__WRITTEN INSTRUCTION__.
Return the line containing "Tag the finger" and all lines after it exactly; stop at the end of the material.

__RECORDS FOR THIS TASK__.
*****
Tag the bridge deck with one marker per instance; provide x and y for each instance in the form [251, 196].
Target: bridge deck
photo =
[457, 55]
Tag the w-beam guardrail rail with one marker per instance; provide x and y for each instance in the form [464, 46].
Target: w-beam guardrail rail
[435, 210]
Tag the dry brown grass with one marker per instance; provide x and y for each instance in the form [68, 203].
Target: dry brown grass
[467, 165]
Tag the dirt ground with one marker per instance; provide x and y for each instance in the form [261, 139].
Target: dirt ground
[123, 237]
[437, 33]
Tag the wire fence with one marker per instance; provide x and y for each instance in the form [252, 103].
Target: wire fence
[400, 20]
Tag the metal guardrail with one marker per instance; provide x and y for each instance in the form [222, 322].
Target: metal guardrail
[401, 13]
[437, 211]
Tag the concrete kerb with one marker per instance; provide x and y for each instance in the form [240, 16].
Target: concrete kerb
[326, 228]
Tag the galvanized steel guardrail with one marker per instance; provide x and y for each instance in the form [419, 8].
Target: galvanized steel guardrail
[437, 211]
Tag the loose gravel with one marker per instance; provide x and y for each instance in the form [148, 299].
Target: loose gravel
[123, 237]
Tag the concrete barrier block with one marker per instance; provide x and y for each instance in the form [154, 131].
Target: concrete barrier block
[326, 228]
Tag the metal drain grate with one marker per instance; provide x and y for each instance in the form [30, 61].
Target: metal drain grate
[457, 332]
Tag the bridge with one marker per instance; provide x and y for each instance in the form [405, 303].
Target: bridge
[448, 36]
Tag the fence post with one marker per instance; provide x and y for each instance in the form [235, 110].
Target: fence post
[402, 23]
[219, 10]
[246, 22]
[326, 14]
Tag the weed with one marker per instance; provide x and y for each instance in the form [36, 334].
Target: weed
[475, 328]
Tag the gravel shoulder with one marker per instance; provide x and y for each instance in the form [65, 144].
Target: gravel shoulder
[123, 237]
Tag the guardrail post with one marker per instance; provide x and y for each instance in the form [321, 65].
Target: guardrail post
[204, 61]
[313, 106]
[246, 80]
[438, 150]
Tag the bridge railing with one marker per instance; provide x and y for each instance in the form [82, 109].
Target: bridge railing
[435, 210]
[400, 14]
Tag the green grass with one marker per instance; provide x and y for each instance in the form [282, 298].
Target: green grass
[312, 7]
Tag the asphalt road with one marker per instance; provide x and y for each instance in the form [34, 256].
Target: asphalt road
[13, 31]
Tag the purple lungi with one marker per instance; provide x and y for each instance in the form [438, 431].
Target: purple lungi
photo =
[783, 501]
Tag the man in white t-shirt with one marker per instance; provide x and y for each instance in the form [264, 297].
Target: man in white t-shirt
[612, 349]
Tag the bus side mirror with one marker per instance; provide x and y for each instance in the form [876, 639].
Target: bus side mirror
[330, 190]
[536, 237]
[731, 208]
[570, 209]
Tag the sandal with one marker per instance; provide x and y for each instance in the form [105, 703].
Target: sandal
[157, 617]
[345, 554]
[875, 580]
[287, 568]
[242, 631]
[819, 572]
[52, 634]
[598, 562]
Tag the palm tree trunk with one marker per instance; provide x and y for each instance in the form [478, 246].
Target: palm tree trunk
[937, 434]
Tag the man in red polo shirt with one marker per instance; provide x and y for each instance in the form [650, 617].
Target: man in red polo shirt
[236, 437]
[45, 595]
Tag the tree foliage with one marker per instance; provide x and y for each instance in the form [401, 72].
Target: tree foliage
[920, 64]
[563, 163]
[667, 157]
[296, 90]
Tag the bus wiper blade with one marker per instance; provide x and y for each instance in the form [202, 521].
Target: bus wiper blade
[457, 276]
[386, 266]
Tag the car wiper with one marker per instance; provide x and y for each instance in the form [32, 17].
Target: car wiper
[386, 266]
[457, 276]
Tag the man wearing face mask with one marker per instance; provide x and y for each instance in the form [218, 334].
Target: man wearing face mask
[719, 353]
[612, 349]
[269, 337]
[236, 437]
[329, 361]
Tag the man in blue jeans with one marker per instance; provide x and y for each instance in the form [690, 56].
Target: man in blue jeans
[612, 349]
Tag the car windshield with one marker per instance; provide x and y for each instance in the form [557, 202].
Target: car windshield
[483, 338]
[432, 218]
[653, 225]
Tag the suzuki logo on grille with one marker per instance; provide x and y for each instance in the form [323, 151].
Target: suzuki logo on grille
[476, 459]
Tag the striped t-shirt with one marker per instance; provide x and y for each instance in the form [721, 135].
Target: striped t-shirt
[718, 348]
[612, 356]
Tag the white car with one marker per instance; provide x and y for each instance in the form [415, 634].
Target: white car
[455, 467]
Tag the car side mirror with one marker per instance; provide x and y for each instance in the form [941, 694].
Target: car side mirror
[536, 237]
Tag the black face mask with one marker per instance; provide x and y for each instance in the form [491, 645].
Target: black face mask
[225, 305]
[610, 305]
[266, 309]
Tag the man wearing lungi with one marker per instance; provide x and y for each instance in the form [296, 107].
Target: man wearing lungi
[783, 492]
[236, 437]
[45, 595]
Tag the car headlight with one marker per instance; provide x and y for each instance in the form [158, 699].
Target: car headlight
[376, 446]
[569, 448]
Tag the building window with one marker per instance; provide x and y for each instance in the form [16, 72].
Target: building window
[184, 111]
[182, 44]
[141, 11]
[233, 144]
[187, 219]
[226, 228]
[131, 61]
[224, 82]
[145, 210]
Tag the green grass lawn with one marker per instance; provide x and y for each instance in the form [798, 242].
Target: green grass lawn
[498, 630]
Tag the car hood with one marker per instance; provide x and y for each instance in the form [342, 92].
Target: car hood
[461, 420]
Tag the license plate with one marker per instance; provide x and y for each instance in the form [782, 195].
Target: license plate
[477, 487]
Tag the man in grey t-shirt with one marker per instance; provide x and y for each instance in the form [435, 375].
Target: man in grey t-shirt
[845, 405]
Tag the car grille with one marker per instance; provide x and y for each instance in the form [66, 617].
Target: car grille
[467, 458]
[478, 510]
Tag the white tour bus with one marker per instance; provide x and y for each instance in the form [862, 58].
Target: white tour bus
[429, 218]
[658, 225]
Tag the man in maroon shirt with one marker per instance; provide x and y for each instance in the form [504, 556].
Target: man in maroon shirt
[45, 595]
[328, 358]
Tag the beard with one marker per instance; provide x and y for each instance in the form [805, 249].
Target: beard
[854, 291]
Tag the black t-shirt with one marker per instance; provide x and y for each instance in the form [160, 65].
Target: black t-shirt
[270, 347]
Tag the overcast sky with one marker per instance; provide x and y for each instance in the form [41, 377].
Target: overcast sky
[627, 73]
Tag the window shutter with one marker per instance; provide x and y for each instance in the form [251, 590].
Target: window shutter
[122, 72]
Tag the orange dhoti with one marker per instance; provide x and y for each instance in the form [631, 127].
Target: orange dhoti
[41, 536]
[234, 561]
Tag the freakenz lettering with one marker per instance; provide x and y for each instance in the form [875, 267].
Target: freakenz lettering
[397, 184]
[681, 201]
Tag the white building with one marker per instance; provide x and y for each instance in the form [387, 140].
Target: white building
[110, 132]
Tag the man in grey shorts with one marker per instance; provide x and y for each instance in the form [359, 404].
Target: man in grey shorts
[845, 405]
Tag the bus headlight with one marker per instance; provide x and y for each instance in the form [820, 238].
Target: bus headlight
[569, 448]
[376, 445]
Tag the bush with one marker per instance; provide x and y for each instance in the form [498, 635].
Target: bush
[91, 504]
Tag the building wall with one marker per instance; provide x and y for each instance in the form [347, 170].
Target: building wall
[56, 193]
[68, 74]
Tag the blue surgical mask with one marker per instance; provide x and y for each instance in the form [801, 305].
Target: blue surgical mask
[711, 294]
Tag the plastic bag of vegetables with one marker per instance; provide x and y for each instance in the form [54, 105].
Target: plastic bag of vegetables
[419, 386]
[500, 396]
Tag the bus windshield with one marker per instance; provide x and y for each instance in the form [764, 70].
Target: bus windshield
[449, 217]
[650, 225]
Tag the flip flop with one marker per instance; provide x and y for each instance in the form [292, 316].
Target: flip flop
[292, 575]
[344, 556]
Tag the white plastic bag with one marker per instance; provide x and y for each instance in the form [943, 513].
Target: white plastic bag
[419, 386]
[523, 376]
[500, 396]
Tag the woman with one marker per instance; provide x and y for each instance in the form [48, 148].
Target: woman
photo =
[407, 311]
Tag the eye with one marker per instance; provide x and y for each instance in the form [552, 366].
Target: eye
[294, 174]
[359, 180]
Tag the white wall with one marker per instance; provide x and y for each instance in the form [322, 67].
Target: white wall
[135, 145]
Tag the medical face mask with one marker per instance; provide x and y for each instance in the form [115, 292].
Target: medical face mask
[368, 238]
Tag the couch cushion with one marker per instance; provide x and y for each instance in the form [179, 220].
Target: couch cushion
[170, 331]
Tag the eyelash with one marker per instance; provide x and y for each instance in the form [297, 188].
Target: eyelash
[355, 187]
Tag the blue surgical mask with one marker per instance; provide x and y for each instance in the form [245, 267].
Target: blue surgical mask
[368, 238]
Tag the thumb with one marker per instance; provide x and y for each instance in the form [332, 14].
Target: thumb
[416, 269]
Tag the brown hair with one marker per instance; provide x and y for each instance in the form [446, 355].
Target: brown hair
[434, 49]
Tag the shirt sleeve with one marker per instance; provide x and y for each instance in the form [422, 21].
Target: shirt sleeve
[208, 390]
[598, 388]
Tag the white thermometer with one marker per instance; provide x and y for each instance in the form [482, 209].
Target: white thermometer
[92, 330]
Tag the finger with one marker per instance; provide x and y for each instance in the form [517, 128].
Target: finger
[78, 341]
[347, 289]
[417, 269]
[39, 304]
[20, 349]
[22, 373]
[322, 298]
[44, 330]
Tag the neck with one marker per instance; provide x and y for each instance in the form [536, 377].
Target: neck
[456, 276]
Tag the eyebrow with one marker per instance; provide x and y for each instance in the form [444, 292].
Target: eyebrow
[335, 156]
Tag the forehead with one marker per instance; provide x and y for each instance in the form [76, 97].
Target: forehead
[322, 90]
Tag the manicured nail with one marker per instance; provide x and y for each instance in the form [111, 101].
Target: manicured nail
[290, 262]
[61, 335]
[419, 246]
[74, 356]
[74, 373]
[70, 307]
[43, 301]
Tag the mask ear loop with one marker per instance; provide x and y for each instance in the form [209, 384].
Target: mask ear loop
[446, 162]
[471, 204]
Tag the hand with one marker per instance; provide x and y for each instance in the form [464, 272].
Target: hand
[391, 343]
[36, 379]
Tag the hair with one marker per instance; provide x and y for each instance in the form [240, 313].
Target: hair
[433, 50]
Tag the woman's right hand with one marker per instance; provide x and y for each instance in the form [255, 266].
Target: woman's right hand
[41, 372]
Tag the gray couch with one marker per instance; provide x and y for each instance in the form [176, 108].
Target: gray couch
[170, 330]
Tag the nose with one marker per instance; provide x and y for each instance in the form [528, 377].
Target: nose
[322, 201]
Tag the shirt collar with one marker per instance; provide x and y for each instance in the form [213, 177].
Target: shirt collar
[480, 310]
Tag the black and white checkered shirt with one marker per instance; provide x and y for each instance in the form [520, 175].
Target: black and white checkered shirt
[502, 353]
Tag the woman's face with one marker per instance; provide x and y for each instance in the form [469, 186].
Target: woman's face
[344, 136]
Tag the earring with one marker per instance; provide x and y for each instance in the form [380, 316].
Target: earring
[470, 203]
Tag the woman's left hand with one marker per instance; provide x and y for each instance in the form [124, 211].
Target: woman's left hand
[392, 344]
*****
__REPLY TO THE TASK__.
Tag the finger with one marker per instance; provide x and y for each instance in the form [517, 128].
Target: finger
[78, 341]
[347, 289]
[417, 269]
[39, 304]
[20, 349]
[22, 373]
[322, 298]
[44, 330]
Tag the neck with one marker per instance; provide x and y for each instance in the form [536, 377].
Target: neck
[456, 276]
Tag the eyebrow with one marker per instance; provide x and y for each instance in the form [444, 292].
Target: eyebrow
[335, 156]
Tag the forehead with one marker per instance; provide x and y for each instance in the form [76, 97].
Target: forehead
[322, 90]
Tag the manicured nail with one marker per instance; provide x and y for each instance in the form [111, 101].
Target: manicured nail
[290, 262]
[61, 335]
[419, 246]
[74, 356]
[74, 373]
[70, 307]
[43, 301]
Tag the mask ear loop with one marker per instance; provide x and y for each instance in the form [209, 384].
Target: mask ear loop
[446, 162]
[471, 204]
Tag the hand with one marker per instance; provide x and y for each instance in the form [464, 272].
Target: hand
[391, 343]
[36, 379]
Tag the hair with one marker per instance; provide x and y for each instance in the form [240, 313].
Target: hair
[433, 50]
Tag the woman's right hand with one marker per instance; provide x and y for each instance in the form [255, 266].
Target: woman's right hand
[41, 372]
Tag the gray couch with one marker per instance; provide x and y for each instance in the form [176, 108].
Target: gray couch
[170, 330]
Tag the nose with one marker per instance; provide x and y for each instance in the form [528, 377].
Target: nose
[322, 201]
Tag the shirt collar with one marker per instance; provide x and y for each instance in the form [213, 177].
Target: shirt collar
[480, 310]
Tag the black and white checkered shirt with one marker per instance; provide x and y for each instance in the form [520, 175].
Target: black and white checkered shirt
[502, 353]
Tag the woman's face with one marker per instance; provide x and y for each instance in the form [469, 186].
Target: woman's face
[344, 136]
Tag the earring with one marker per instance; provide x and y for each instance in the form [380, 316].
Target: earring
[470, 203]
Tag the woman's left hand with one marker per instance; provide x and y for each instance in the form [124, 211].
Target: woman's left hand
[392, 344]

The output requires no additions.